• Objective:
Write out each line exactly as given. Leave the pictures out of your copy.

[Begin]

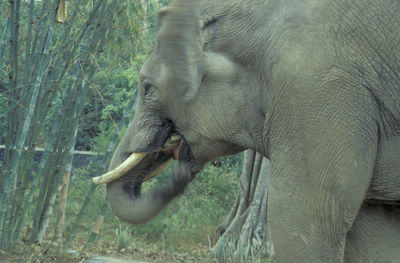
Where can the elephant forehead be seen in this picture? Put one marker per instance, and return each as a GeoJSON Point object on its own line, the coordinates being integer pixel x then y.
{"type": "Point", "coordinates": [156, 71]}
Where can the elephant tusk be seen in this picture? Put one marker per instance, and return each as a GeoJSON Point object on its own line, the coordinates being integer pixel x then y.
{"type": "Point", "coordinates": [158, 170]}
{"type": "Point", "coordinates": [119, 171]}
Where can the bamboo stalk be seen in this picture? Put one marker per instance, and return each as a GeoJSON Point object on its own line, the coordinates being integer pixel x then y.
{"type": "Point", "coordinates": [99, 222]}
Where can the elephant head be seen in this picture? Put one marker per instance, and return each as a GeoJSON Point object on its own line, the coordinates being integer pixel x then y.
{"type": "Point", "coordinates": [190, 102]}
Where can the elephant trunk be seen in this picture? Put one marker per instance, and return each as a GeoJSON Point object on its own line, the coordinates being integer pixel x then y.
{"type": "Point", "coordinates": [131, 206]}
{"type": "Point", "coordinates": [124, 182]}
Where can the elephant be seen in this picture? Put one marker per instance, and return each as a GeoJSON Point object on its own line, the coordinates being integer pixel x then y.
{"type": "Point", "coordinates": [314, 86]}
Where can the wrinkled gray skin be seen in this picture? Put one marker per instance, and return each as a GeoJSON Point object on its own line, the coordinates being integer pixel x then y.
{"type": "Point", "coordinates": [312, 85]}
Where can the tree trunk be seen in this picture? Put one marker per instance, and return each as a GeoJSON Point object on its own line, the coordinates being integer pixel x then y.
{"type": "Point", "coordinates": [245, 229]}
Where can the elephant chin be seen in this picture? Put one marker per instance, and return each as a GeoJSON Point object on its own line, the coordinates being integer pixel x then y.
{"type": "Point", "coordinates": [134, 208]}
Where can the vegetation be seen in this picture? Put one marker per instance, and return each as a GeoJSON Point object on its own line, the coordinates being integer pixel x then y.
{"type": "Point", "coordinates": [68, 82]}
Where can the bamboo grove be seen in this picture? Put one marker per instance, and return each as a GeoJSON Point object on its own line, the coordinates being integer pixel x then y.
{"type": "Point", "coordinates": [48, 56]}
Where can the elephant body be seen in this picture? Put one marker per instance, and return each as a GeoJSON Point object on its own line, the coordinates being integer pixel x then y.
{"type": "Point", "coordinates": [312, 85]}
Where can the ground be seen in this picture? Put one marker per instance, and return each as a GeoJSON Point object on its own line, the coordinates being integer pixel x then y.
{"type": "Point", "coordinates": [49, 253]}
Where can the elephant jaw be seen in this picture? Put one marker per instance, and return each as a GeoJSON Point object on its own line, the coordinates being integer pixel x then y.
{"type": "Point", "coordinates": [171, 147]}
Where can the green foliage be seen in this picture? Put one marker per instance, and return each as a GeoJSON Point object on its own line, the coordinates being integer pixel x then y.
{"type": "Point", "coordinates": [123, 236]}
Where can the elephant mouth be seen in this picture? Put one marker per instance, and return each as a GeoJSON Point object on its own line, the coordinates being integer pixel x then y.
{"type": "Point", "coordinates": [175, 148]}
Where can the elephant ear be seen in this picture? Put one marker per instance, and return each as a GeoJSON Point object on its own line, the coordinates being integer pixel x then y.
{"type": "Point", "coordinates": [180, 46]}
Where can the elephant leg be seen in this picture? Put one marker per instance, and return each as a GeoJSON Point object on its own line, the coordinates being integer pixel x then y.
{"type": "Point", "coordinates": [318, 183]}
{"type": "Point", "coordinates": [374, 236]}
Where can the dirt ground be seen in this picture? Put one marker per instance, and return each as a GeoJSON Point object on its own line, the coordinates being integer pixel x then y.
{"type": "Point", "coordinates": [50, 253]}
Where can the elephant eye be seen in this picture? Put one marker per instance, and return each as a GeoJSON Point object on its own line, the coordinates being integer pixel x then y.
{"type": "Point", "coordinates": [147, 88]}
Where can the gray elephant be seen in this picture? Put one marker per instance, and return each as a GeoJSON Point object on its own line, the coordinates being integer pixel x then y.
{"type": "Point", "coordinates": [314, 86]}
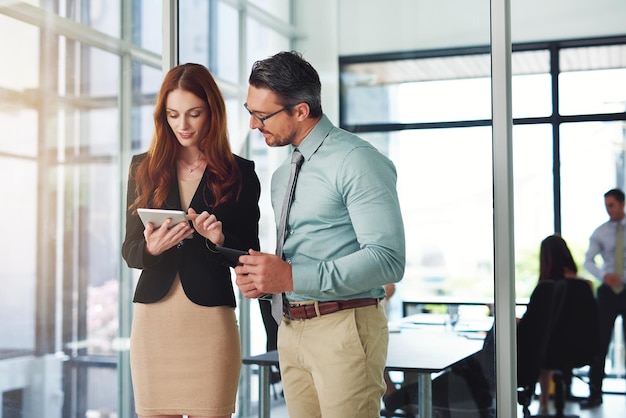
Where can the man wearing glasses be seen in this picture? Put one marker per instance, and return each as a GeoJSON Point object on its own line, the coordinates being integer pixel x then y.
{"type": "Point", "coordinates": [344, 242]}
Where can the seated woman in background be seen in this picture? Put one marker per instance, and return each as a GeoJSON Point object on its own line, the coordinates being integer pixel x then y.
{"type": "Point", "coordinates": [555, 263]}
{"type": "Point", "coordinates": [471, 383]}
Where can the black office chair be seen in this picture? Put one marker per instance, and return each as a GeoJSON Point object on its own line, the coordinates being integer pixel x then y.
{"type": "Point", "coordinates": [558, 332]}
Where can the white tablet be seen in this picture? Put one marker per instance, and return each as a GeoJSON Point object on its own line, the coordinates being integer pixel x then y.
{"type": "Point", "coordinates": [157, 216]}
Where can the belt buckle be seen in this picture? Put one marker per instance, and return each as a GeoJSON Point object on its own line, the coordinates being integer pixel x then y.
{"type": "Point", "coordinates": [287, 310]}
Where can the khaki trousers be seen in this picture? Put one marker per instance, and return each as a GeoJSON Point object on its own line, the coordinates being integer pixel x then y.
{"type": "Point", "coordinates": [332, 366]}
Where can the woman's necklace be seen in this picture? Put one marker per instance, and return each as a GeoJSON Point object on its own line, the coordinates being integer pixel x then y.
{"type": "Point", "coordinates": [192, 169]}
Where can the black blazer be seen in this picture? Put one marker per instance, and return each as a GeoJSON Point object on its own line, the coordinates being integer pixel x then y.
{"type": "Point", "coordinates": [204, 274]}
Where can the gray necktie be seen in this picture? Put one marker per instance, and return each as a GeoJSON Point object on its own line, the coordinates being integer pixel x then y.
{"type": "Point", "coordinates": [619, 258]}
{"type": "Point", "coordinates": [296, 162]}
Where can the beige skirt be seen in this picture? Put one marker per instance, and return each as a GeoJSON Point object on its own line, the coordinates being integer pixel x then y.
{"type": "Point", "coordinates": [185, 358]}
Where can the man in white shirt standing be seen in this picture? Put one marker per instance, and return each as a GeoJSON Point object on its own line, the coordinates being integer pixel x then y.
{"type": "Point", "coordinates": [608, 242]}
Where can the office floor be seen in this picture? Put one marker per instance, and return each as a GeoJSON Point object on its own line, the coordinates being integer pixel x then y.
{"type": "Point", "coordinates": [614, 404]}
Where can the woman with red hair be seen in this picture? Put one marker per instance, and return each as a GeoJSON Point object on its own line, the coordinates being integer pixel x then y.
{"type": "Point", "coordinates": [184, 347]}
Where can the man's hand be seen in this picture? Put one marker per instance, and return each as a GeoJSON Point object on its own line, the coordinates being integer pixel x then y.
{"type": "Point", "coordinates": [262, 273]}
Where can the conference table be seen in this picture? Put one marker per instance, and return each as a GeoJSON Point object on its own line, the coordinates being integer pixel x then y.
{"type": "Point", "coordinates": [422, 350]}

[End]

• Worked solution:
Where can the elephant forehead be seen in this picture? Put one marker per instance, and return each as a GeoJSON Point object on its own line, the coordinates being integer pixel x then y.
{"type": "Point", "coordinates": [156, 71]}
Where can the elephant tusk be seen in this picture? Put one marker per instance, and return each as a GeoJSON Point object on its own line, the coordinates being integer pixel x then y.
{"type": "Point", "coordinates": [158, 170]}
{"type": "Point", "coordinates": [119, 171]}
Where can the bamboo stalk be seen in this picture? Put one marker per instance, and return each as a GeoJSON Point object on its own line, the coordinates being integer pixel x then y.
{"type": "Point", "coordinates": [99, 222]}
Where can the elephant head be seen in this picture? Put one marker per instance, and return each as a GeoJSON Point object on its own line, the coordinates being integer pixel x then y.
{"type": "Point", "coordinates": [190, 102]}
Where can the elephant trunk be seen in this picture? Put one marker per instance, and return each as a GeoJSON Point object on its own line, the coordinates being integer pixel x then y.
{"type": "Point", "coordinates": [131, 206]}
{"type": "Point", "coordinates": [124, 182]}
Where can the elephant be seen in this picture? Put one marker per instance, and return each as a GeoJSON Point object on its own line, the coordinates being integer pixel x then y.
{"type": "Point", "coordinates": [314, 86]}
Where can the wrinkled gray skin be seen in this picture? Put one marker per instance, and return each as a GeoJSON Point object on its own line, the coordinates being integer pixel x then y.
{"type": "Point", "coordinates": [312, 85]}
Where can the tree trunk be seen in this picture? Put one marker per instance, and return each as a GeoJSON Point object on its own line, the coordinates being integer pixel x then y.
{"type": "Point", "coordinates": [245, 229]}
Where can the elephant chin be seen in this picture? Put one marker per instance, and return each as a GeoJSON Point object on its own line, the coordinates being integer pixel x then y.
{"type": "Point", "coordinates": [134, 208]}
Where can the vegetation be seen in this picture? Put one marker per instance, and return each as a GeoJSON Point object on its own line, the coordinates being integer pixel x then y.
{"type": "Point", "coordinates": [68, 82]}
Where can the bamboo grove be seen in this picture? Put one marker per instance, and return each as a GeoJSON Point object on its own line, the coordinates being integer pixel x then y.
{"type": "Point", "coordinates": [48, 56]}
Where can the elephant body be seen in this picture? Put one marker per instance, and return each as a GeoJSON Point object on its own line, the coordinates being integer pixel x then y.
{"type": "Point", "coordinates": [312, 85]}
Where can the ground be seen in this picture? Put one marker per instance, and return each as a GeoJSON Point object on its own line, the coordinates being integer pixel x then y.
{"type": "Point", "coordinates": [49, 253]}
Where can the elephant jaw be seen in this picture? Put one marker per instance, and return each as a GeoJSON Point object on its own line, the coordinates being integer pixel x then y.
{"type": "Point", "coordinates": [171, 147]}
Where can the green foliage be seen in this picture? Put one marker per instance, and return each as a GeoJSON Point object on its own line, the coordinates being integer pixel x then y.
{"type": "Point", "coordinates": [123, 236]}
Where can the elephant mouth be seen in this picture? Put one marker per instance, and return each as a GeoJSON Point object on its own line, the coordinates being integer pixel x then y.
{"type": "Point", "coordinates": [175, 148]}
Where can the elephant ear be seen in this picture? Put one marker per instance, and return each as a GeoJSON Point object on its own line, the coordinates being integer pixel x then y.
{"type": "Point", "coordinates": [180, 46]}
Where can the elephant leg be seen in this picture? Put one marker per instance, and return each as a GeoJSON Point object on its own line, the coordinates being integer pixel x then y.
{"type": "Point", "coordinates": [318, 183]}
{"type": "Point", "coordinates": [374, 236]}
Where can the dirt ground be seen in this picture? Put one marker per instance, and return each as a GeoJSON Point object on its own line, the coordinates being integer pixel x then y.
{"type": "Point", "coordinates": [50, 253]}
Where can the elephant eye be seen in this picture? Put one marker per instance, and return each as a GeoJSON Point object on its own line, the coordinates being integer pixel x then y.
{"type": "Point", "coordinates": [147, 88]}
Where can the gray elephant be seen in this picture? Put one marker per instance, and return each as a GeoJSON Point object on its own line, the coordinates being integer pixel x then y.
{"type": "Point", "coordinates": [314, 86]}
Where can the man wearing glasses be seen in this picture? Put one marker per instance, and return each as a GeoJSON Point object on its own line, the coordinates being integer pixel x then y.
{"type": "Point", "coordinates": [344, 242]}
Where can the seated woman in background be seen in this picture? Put one marker per instance, and return each as a GeoJSON Point object on its own line, the coordinates being integer pixel x then y.
{"type": "Point", "coordinates": [555, 263]}
{"type": "Point", "coordinates": [471, 383]}
Where can the black office chair be seen in this picture? Put one marker per instance, and return each as a GeoJSON Point object on its own line, the coordinates being integer pixel x then y.
{"type": "Point", "coordinates": [558, 332]}
Where can the white tablet be seen in this picture? Put one marker per instance, and return each as a GeoJSON Point object on its own line, the coordinates being integer pixel x then y.
{"type": "Point", "coordinates": [157, 216]}
Where can the belt buckle be seen in this picture? Put one marker per instance, and return each as a GeoJSON Point object on its own line, the coordinates being integer pixel x then y.
{"type": "Point", "coordinates": [287, 310]}
Where can the khaki trousers be seen in this picture? Put one marker per instance, and return each as a GeoJSON Point object on its own line, the coordinates being integer pixel x then y.
{"type": "Point", "coordinates": [332, 366]}
Where can the woman's necklace be seen in this picture? Put one marker per instance, and return each as a GeoJSON Point object on its own line, the coordinates being integer pixel x then y.
{"type": "Point", "coordinates": [192, 169]}
Where can the black blazer be seen in this picture? Put one marker per instance, and return each as a GeoJSON Point object on its own line, the coordinates being integer pixel x then y.
{"type": "Point", "coordinates": [204, 274]}
Where can the gray necktie be seen in this picture? Put one marker per instance, and return each as a GeoJSON Point object on its own line, the coordinates being integer pixel x then y.
{"type": "Point", "coordinates": [619, 258]}
{"type": "Point", "coordinates": [296, 162]}
Where can the beige skirt be seen in this picture? Put one marker per instance, and return each as a GeoJSON Point object on its own line, the coordinates being integer pixel x then y.
{"type": "Point", "coordinates": [185, 358]}
Where can the man in white shirt standing be seen in this picture? Put one marker per instance, and return each as a GeoJSON Point object on its own line, the coordinates being integer pixel x then y.
{"type": "Point", "coordinates": [608, 242]}
Where can the office floor be seen in this picture? Put one marker per instance, and return each as a GeoJSON Point object on its own line, the coordinates being integer pixel x then y.
{"type": "Point", "coordinates": [614, 404]}
Where can the woman with red hair be seen in this picture? Put one marker per instance, and return each as a GeoJSON Point object on its own line, the coordinates being integer pixel x then y.
{"type": "Point", "coordinates": [184, 347]}
Where can the man's hand be seen in this picture? Put one marker per instance, and return each as a GeoJSON Point object on its own line, the coordinates being integer pixel x then y.
{"type": "Point", "coordinates": [262, 273]}
Where can the conference table be seen in this picture? Put one marker per instance, and return each as a GeoJSON Point object on its own line, the coordinates being integer pixel x then y.
{"type": "Point", "coordinates": [422, 350]}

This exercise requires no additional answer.